• _Excerpt_:
[Start of section]

Quote from AntC on June 19, 2019, 12:35 am
Quote from Tegiri Nenashi on June 18, 2019, 8:12 pm

Does, anybody here has any experience working with "complex domain" RDBMS applications?

Yes, everybody here. Depending on what you mean by "complex domain". I've worked chiefly on ERPs for process manufacturing (which stretches as far as patient flows through hospitals) and distribution/stock control, oh and multi-dimensional/multi-currency accounting (which I'd describe as relatively non-complex).

Don't you mean, nobody here?

My impression is that most, if not all, of us regulars have a background mainly working with SQL and canonical SQL types for relatively conventional business/enterprise applications. These would generally not be considered to have complex domains, assuming "complex domain" means a non-trivial type.

Complex domains/types are something that we (and the TTM-related books by Date & Darwen) have sometimes touched on in glancing and largely hypothetical terms, but I don't recall anyone posting about intending to use/develop a D to store and retrieve images based on similarity, or store and retrieve DNA sequences, or implement text retrievals based on semantic connections (a few years ago, I did build a non-relational search engine product based on this), or store and retrieve protein complexes, etc.

By the way, I certainly don't mean to deprecate conventional business/enterprise applications. Not at all. I'm only pointing out where our experience appears to mainly lie.

I'm the forum administrator and lead developer of Rel. Email me at dave@armchair.mb.ca with the Subject 'TTM Forum'. Download Rel from https://reldb.org
Quote from Dave Voorhis on June 19, 2019, 1:07 am
Quote from AntC on June 19, 2019, 12:35 am
Quote from Tegiri Nenashi on June 18, 2019, 8:12 pm

Does, anybody here has any experience working with "complex domain" RDBMS applications?

Yes, everybody here. Depending on what you mean by "complex domain". I've worked chiefly on ERPs for process manufacturing (which stretches as far as patient flows through hospitals) and distribution/stock control, oh and multi-dimensional/multi-currency accounting (which I'd describe as relatively non-complex).

Don't you mean, nobody here?

My impression is that most, if not all, of us regulars have a background mainly working with SQL and canonical SQL types for relatively conventional business/enterprise applications. These would generally not be considered to have complex domains, assuming "complex domain" means a non-trivial type.

Ah, from the wording of Tegiri's question, I took it that wasn't the technical/database/algebraic sense of "domain" as data type; but as in 'business domain' or 'functional domain'.

[End of section]

• _What is needed_:
Reproduce, word for word, the part of the forum discussion that opens with the words "Complex domains/types are" and closes with "to mainly lie.".

• _Listed records_:

[Start of section]

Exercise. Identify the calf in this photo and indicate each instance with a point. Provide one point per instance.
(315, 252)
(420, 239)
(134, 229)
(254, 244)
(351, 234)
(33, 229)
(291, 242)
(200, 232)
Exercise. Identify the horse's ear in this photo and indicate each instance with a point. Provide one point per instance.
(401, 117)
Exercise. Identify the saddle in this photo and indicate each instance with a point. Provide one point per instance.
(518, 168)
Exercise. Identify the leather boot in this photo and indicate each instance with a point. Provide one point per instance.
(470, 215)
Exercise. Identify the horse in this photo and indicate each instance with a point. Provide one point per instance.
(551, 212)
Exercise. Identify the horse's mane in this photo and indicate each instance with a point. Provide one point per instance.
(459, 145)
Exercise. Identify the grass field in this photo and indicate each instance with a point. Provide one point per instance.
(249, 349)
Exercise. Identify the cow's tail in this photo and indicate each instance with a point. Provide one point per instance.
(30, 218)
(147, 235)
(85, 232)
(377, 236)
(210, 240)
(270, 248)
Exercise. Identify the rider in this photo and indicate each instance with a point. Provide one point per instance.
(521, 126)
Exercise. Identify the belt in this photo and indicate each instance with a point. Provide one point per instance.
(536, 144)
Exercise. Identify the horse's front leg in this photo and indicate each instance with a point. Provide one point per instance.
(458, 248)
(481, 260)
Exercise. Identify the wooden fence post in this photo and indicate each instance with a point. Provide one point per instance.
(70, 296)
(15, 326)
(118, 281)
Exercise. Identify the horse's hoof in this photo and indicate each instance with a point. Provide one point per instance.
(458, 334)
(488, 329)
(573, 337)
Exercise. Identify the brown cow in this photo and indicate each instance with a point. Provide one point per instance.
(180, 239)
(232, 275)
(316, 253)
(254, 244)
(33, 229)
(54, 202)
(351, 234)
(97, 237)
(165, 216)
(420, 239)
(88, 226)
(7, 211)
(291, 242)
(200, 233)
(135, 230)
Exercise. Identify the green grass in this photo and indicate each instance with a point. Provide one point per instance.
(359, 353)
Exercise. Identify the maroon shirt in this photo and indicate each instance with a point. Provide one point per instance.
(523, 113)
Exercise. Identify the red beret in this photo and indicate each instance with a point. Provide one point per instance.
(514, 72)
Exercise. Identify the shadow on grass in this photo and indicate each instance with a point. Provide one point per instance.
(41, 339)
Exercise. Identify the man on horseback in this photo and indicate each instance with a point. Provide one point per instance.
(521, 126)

[End of section]

• _Your solution_:
Complex domains/types are something that we (and the TTM-related books by Date & Darwen) have sometimes touched on in glancing and largely hypothetical terms, but I don't recall anyone posting about intending to use/develop a D to store and retrieve images based on similarity, or store and retrieve DNA sequences, or implement text retrievals based on semantic connections (a few years ago, I did build a non-relational search engine product based on this), or store and retrieve protein complexes, etc.

By the way, I certainly don't mean to deprecate conventional business/enterprise applications. Not at all. I'm only pointing out where our experience appears to mainly lie.